[Entries on locating named things]
□ □ □ □ □
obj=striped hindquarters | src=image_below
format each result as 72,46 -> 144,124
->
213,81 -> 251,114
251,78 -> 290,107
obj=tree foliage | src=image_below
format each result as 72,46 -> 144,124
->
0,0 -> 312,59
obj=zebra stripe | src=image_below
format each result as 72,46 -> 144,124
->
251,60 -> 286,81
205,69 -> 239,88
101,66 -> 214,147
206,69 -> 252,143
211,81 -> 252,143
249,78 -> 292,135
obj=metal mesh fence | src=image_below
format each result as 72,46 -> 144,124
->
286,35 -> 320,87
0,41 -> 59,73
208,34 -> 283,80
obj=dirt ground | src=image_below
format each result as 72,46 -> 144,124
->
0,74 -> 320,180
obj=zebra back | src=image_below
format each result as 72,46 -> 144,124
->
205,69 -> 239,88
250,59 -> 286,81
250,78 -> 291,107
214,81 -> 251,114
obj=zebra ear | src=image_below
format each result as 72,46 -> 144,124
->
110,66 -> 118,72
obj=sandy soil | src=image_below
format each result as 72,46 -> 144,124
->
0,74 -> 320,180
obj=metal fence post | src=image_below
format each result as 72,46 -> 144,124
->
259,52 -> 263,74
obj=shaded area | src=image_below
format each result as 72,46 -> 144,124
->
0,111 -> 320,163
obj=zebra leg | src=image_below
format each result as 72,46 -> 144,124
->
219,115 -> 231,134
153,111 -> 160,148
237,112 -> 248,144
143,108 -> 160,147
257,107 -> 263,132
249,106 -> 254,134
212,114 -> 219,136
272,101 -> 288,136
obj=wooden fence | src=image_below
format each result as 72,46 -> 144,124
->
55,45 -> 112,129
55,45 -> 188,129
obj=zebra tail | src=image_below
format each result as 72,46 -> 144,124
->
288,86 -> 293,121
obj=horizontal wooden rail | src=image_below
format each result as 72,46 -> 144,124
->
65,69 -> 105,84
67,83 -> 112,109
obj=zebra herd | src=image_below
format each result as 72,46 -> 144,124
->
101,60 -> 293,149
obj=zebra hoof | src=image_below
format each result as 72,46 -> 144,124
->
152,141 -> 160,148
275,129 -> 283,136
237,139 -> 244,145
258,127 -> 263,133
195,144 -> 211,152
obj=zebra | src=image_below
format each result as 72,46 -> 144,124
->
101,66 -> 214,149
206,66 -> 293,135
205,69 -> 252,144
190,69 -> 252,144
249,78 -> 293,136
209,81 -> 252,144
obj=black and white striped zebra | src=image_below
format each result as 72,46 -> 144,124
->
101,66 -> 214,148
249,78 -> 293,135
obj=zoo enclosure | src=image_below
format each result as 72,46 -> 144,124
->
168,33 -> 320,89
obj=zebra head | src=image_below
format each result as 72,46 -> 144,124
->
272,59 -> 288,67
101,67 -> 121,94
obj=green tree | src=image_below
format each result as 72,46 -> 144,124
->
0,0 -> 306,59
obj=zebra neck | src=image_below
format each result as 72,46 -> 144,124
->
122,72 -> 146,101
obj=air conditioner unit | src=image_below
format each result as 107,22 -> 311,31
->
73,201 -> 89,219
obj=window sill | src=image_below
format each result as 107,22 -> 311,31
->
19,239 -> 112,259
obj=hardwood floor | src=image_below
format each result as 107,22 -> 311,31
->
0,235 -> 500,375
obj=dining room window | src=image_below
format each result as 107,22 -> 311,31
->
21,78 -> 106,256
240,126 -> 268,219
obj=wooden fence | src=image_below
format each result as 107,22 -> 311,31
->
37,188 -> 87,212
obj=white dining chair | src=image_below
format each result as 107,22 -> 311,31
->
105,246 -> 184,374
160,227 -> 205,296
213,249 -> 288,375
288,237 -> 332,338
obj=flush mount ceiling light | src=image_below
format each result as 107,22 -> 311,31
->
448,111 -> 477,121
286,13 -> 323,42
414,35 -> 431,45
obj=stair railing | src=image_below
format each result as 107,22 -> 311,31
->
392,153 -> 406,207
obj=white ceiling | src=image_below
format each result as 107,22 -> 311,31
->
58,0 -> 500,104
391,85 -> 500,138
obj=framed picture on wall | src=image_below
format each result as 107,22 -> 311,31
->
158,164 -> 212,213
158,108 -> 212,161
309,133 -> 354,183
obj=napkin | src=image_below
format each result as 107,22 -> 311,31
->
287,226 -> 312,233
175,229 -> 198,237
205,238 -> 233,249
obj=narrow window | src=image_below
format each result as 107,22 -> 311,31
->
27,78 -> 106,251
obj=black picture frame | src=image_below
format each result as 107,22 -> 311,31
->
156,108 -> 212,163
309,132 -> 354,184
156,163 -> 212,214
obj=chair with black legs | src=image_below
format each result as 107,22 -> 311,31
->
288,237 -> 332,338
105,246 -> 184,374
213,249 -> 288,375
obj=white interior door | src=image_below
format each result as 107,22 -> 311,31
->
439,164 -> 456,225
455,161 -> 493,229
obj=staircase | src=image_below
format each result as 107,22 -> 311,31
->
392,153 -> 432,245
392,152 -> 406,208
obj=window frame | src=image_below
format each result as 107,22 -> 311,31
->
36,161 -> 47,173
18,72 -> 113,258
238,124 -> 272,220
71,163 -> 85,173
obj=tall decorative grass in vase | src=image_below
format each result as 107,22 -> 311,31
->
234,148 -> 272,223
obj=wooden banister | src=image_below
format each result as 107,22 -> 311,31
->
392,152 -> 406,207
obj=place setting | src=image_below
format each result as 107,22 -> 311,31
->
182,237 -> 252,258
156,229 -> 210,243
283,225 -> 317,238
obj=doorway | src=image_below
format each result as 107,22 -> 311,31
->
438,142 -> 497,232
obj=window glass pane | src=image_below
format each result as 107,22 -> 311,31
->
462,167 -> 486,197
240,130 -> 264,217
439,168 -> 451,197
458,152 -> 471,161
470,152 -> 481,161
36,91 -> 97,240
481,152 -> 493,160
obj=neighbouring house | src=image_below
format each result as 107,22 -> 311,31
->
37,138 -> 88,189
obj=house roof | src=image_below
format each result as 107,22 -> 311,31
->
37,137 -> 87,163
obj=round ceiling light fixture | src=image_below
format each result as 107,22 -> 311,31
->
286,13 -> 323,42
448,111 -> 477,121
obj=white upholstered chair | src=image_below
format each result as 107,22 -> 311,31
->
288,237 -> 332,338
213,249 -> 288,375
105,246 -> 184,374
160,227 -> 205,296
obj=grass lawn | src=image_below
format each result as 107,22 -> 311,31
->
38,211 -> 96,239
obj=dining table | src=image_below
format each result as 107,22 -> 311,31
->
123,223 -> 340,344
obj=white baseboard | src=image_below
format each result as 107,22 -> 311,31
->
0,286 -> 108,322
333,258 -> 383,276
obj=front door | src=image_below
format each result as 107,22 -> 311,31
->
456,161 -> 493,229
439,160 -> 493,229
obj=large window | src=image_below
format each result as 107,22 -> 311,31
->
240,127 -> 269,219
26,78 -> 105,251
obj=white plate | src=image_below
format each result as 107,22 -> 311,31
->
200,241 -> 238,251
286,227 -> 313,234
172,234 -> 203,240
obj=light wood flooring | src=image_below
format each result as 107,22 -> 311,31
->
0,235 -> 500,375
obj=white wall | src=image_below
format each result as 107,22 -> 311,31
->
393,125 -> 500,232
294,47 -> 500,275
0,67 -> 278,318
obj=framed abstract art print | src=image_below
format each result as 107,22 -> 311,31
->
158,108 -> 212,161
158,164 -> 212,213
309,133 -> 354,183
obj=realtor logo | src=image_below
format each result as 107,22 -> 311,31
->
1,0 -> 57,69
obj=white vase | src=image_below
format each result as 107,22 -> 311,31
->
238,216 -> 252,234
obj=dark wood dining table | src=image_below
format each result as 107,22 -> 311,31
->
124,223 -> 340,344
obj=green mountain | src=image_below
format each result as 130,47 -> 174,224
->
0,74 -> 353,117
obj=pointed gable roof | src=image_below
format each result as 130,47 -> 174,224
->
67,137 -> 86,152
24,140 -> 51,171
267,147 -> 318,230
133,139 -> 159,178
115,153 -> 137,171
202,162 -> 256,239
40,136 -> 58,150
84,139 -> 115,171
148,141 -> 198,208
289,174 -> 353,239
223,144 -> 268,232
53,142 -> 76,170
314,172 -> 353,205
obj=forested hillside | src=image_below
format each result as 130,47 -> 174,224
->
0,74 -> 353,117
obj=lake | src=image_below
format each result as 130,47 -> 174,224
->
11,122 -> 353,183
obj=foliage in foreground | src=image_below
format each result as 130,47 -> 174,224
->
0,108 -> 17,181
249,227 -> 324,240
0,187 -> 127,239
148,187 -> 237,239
□ □ □ □ □
• [Given exercise]: Please update the items starting at the line with "obj=zebra leg | src=image_below" and ending at the line with "55,45 -> 188,129" by replacing "wooden fence" with "timber fence", leaving everything else unchanged.

• [Task answer]:
obj=zebra leg | src=image_below
format each result as 72,46 -> 144,124
->
219,115 -> 231,134
153,111 -> 160,148
237,112 -> 248,144
143,108 -> 160,147
257,107 -> 263,132
249,106 -> 254,134
212,114 -> 219,136
272,101 -> 288,136
obj=timber fence | src=image_below
format each result as 72,46 -> 144,124
->
55,45 -> 112,129
55,45 -> 188,129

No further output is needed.